Für die CDU war dies ein wichtiges Argument für ihre Forderung, die
Früheinschulung, die 2006 von Rot-Rot zusammen mit JÜL eingeführt worden
war, zurückzunehmen. Erst im Dezember hatte Fraktionschef Florian Graf eine
repräsentative Umfrage vorgestellt, nach der eine Mehrheit der Berliner
Eltern dafür sei, Kinder erst mit sechs Jahren in die Schule zu schicken.
Allerdings hatte die CDU den 31. Juli als Stichtag gefordert – der 30.
September ist ein Kompromiss, den vor einiger Zeit die Grünen ins Spiel
gebracht hatten.
Entsprechend zufrieden zeigte sich am Freitag die bildungspolitische
Sprecherin der Fraktion, Stefanie Remlinger: „Wir begrüßen das als
moderaten Mittelweg“, sagte die Grüne der taz. Nach ihrer Einschätzung ist
der damit verbundene Mehrbedarf an Kita-Plätzen zu stemmen.

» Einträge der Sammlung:
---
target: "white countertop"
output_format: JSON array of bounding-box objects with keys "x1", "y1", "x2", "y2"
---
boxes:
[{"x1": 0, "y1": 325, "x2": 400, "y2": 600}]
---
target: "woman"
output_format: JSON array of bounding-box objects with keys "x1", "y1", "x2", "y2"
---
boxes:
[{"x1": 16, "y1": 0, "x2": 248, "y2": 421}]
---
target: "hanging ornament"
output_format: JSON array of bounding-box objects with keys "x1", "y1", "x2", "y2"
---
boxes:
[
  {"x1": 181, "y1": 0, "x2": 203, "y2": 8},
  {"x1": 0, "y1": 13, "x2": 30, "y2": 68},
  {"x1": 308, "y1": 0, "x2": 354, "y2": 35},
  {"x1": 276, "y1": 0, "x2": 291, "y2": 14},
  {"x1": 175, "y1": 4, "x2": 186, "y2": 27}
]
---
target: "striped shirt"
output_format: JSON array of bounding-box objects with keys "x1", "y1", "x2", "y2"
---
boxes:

» AUFGABE: Übertragen Sie diesen Satz aus dem Textabschnitt zur Früheinschulung ins Englische: „Erst im Dezember hatte Fraktionschef Florian Graf eine repräsentative Umfrage vorgestellt, nach der eine Mehrheit der Berliner Eltern dafür sei, Kinder erst mit sechs Jahren in die Schule zu schicken.“

» SCHRIFTLICHE ANTWORT: As recently as December, parliamentary group leader Florian Graf had presented a representative survey according to which a majority of Berlin parents were in favor of not sending children to school until the age of six.